## What you need to do
Print the listing in full, keeping every line exactly as it is.

## Records supplied
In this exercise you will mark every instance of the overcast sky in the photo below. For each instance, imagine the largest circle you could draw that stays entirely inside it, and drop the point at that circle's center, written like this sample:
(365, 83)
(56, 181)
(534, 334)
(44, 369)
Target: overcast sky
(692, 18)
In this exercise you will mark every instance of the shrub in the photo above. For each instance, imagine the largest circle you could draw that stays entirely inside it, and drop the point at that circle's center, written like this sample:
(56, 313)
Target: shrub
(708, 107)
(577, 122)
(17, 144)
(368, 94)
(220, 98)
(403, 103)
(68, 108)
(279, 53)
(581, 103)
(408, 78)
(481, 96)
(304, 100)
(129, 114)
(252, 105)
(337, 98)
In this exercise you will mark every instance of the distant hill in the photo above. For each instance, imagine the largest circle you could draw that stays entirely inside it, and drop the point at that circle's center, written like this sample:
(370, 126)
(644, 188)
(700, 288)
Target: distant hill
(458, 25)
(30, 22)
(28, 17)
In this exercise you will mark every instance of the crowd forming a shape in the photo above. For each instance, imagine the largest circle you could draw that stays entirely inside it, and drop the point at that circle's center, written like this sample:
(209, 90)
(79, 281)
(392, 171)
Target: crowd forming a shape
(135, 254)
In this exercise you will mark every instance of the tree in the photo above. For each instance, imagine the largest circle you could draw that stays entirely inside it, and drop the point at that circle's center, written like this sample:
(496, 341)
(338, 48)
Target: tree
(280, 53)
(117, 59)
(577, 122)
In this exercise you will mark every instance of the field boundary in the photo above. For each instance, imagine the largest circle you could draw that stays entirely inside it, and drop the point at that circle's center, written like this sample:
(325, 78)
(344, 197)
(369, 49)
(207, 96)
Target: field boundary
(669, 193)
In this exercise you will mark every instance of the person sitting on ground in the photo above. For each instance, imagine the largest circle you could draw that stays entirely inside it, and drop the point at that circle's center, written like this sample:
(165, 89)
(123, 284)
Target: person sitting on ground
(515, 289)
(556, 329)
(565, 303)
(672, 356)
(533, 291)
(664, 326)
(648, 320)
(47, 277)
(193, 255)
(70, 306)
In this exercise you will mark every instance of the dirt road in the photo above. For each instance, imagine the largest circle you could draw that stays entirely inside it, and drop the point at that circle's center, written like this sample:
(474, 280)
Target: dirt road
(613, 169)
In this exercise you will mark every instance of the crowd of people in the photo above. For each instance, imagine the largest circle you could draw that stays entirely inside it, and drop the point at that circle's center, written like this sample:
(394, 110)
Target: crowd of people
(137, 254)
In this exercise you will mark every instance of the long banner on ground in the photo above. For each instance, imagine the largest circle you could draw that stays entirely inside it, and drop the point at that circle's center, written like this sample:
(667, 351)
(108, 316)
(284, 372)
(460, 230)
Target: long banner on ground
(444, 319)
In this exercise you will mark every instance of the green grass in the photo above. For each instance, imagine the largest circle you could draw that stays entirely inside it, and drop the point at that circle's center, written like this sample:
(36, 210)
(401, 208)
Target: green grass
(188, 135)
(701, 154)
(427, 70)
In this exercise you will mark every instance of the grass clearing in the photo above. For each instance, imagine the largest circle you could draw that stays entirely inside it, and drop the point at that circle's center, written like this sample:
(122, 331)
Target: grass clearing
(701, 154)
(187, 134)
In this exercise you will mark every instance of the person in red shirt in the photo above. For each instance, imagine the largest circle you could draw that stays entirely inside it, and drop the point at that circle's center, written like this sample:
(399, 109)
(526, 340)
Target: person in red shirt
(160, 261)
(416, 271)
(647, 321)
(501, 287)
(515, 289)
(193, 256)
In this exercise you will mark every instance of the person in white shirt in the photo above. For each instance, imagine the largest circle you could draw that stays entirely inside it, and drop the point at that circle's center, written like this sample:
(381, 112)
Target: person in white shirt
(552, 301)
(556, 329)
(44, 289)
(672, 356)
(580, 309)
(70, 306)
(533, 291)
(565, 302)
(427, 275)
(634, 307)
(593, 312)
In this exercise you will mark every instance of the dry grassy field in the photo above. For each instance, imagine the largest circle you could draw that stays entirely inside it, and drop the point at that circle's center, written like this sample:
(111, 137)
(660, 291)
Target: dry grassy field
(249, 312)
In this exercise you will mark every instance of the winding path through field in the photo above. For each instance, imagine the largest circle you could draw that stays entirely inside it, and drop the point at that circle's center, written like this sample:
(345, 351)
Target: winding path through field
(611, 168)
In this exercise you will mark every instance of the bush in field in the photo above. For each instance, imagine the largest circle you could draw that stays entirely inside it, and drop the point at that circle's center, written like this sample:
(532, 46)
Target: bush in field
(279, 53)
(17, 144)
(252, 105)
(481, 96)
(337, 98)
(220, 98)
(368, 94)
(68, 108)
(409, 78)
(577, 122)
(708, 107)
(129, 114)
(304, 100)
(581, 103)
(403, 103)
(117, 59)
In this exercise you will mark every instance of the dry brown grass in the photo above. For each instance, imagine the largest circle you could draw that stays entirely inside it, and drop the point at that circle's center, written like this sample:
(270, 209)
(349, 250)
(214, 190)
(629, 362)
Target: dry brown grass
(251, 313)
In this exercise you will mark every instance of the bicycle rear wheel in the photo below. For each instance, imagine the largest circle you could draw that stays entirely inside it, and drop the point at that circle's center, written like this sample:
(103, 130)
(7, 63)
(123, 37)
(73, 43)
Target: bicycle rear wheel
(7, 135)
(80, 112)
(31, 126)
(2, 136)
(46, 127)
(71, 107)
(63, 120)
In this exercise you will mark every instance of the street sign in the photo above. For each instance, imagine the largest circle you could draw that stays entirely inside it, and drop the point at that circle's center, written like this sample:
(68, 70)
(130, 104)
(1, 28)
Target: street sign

## Answer to this problem
In this exercise you will mark every instance of the overcast sky in the photo below. For each instance, imagine the largest circle you could draw that stays entirely inside it, and drop the point at that circle's center, written like this sample:
(365, 83)
(56, 181)
(534, 334)
(44, 369)
Target: overcast sky
(692, 18)
In this exercise you will mark every instance of the shrub in the photo above. For each instance, imagine the largest circle you could draw that stays entirely inside it, and drop the point at that circle's center, written like this sample:
(56, 313)
Target: shrub
(708, 107)
(577, 122)
(17, 144)
(368, 94)
(220, 98)
(403, 103)
(68, 108)
(279, 53)
(581, 103)
(408, 78)
(481, 96)
(304, 100)
(129, 114)
(252, 105)
(337, 98)
In this exercise you will mark every instance of the distant hill in the photo above. For each instance, imagine the largest circle you could draw that stays entirely inside it, and drop the point at that circle's center, written like this sample:
(370, 126)
(644, 188)
(700, 288)
Target: distant hill
(458, 25)
(30, 22)
(28, 17)
In this exercise you will mark every instance of the crowd forming a shape in the photo above. For each instance, imagine the largest circle you could draw that stays entirely inside it, and drop the point at that circle's center, written like this sample:
(209, 90)
(79, 281)
(392, 171)
Target: crowd forming a shape
(135, 254)
In this exercise you will mark every instance of the tree in the photo above. For each instance, imagine the largest circle you could draw that stays entirely inside it, and drop the point at that circle's center, written like this sample:
(496, 341)
(338, 48)
Target: tree
(280, 53)
(117, 59)
(577, 122)
In this exercise you will mark every instance of the field boundary in the photo above. For each instance, imagine the largest circle you could draw that stays entirely inside it, and drop the point at that circle's center, written like this sample:
(325, 78)
(344, 197)
(369, 49)
(207, 96)
Target: field boundary
(669, 193)
In this exercise you will mark every instance of the person sitting on ground in the photo above. For each instance, imagine the largest circle you could draw that stays entirely inside it, and drop the point at that circle's center, written like this sample:
(165, 89)
(123, 284)
Target: person sitting on ground
(515, 289)
(556, 329)
(565, 303)
(672, 356)
(533, 291)
(664, 326)
(648, 320)
(47, 277)
(193, 255)
(70, 306)
In this exercise you will mark every instance of the dirt road in the photo above. For each instance, imagine the largest circle you could draw that stays entirely inside it, and drop the point at that circle's center, written like this sample:
(474, 280)
Target: dirt road
(613, 169)
In this exercise you will mark every instance of the crowd of people in the photo above. For each instance, imagine the largest circle you could draw that stays entirely inside it, and drop the point at that circle's center, written like this sample:
(394, 110)
Target: crowd of people
(137, 254)
In this exercise you will mark every instance of the long banner on ground in the photo above. For each instance, imagine the largest circle you could draw that stays entirely inside it, and drop the point at that circle's center, written like this sample:
(667, 351)
(108, 316)
(284, 372)
(460, 230)
Target: long banner on ground
(444, 319)
In this exercise you will mark every instance of the green grass in the photo above. For each instance, imagine the largest circle you could draw that stays entirely inside it, and drop the point at that circle's center, written like this sample:
(36, 210)
(401, 208)
Target: green grass
(188, 135)
(701, 154)
(427, 70)
In this exercise you will mark every instance of the grass clearing in the photo above. For each instance, imagine the largest circle you could draw that stays entirely inside it, and drop the point at that circle's center, written like this sample:
(122, 331)
Target: grass clearing
(701, 154)
(187, 134)
In this exercise you will mark every instance of the person in red shirt in the photo above. For each instance, imagine the largest circle you could draw that stays entirely inside it, and drop the point at that circle's center, written like this sample:
(399, 109)
(526, 340)
Target: person in red shirt
(160, 261)
(416, 271)
(647, 321)
(501, 287)
(515, 289)
(193, 256)
In this exercise you will mark every instance of the person in white shirt in the photo above. For each instance, imagine the largest circle you could draw that stays entirely inside it, and drop the point at that circle's center, written like this sample:
(381, 112)
Target: person in white shirt
(552, 301)
(556, 329)
(44, 289)
(672, 356)
(580, 309)
(70, 306)
(533, 291)
(565, 302)
(427, 275)
(634, 307)
(593, 312)
In this exercise you will mark every instance of the dry grassy field in the photo above. For each instance, imagine the largest circle you could draw that stays entirely inside it, and drop the point at that circle's center, written like this sample:
(111, 137)
(660, 291)
Target: dry grassy field
(249, 312)
In this exercise you will mark every instance of the winding path through field in the photo above. For each instance, imagine the largest circle you could draw that stays entirely inside it, and drop the point at that circle's center, written like this sample:
(345, 351)
Target: winding path through field
(611, 168)
In this exercise you will mark every instance of the bush in field in the photo above. For each instance, imagine the largest circle you could draw that stays entirely inside it, and drop the point at that circle's center, written like this sample:
(532, 46)
Target: bush in field
(279, 53)
(17, 144)
(252, 105)
(481, 96)
(337, 98)
(220, 98)
(368, 94)
(68, 108)
(409, 78)
(577, 122)
(708, 107)
(129, 114)
(304, 100)
(581, 103)
(403, 103)
(117, 59)
In this exercise you will mark every instance of the dry brown grass in the photo above. For each instance, imagine the largest circle you could draw that stays entirely inside it, and drop the point at that circle's center, written like this sample:
(270, 209)
(349, 250)
(214, 190)
(629, 362)
Target: dry brown grass
(251, 313)
In this exercise you will mark every instance of the bicycle rear wheel in the photo below. For each instance, imagine the largest circle you could draw that stays entirely inside it, and drop the point at that circle's center, written like this sample:
(103, 130)
(7, 63)
(123, 37)
(73, 43)
Target: bicycle rear wheel
(7, 135)
(80, 112)
(31, 126)
(2, 136)
(46, 127)
(71, 107)
(63, 120)
In this exercise you will mark every instance of the street sign in the photo above. For each instance, imagine the largest circle you could draw that stays entirely inside it, and drop the point at that circle's center, written like this sample:
(68, 70)
(130, 104)
(1, 28)
Target: street sign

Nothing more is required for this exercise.